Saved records
----

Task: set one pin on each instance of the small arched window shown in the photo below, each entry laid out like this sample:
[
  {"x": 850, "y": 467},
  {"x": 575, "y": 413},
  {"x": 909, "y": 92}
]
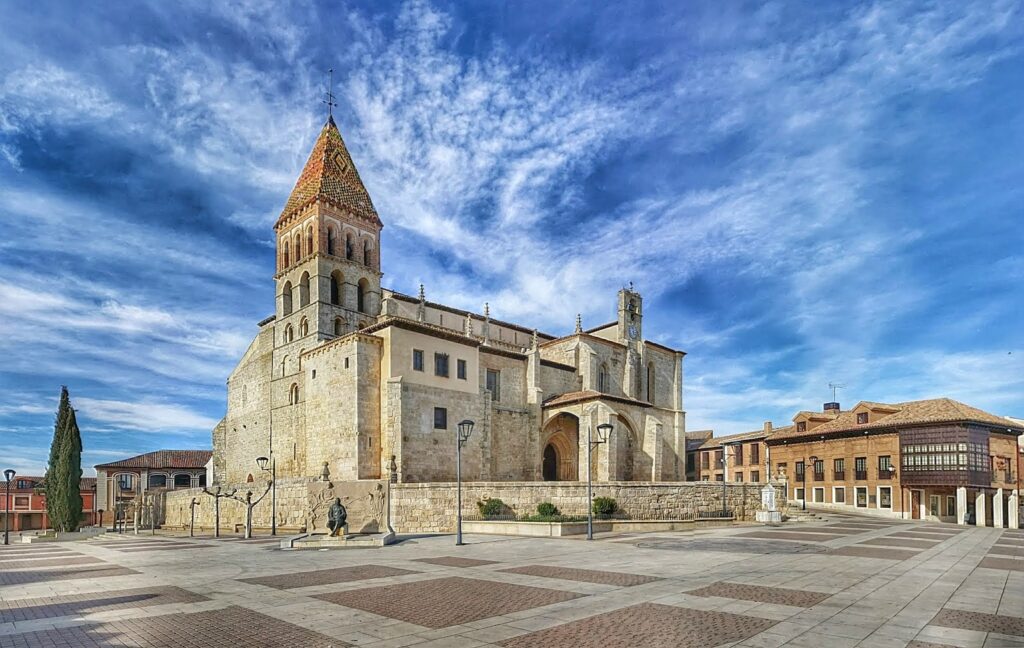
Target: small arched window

----

TASK GOAL: Rewrite the listing with "small arched window" changed to "small round window" everywhere it occurs, keeping everything else the same, and leave out the pictures.

SOLUTION TO THE EXERCISE:
Task: set one pin on each instance of the small round window shown in the photo below, each entry laid out like this sample:
[
  {"x": 850, "y": 467},
  {"x": 575, "y": 413},
  {"x": 909, "y": 92}
]
Target: small round window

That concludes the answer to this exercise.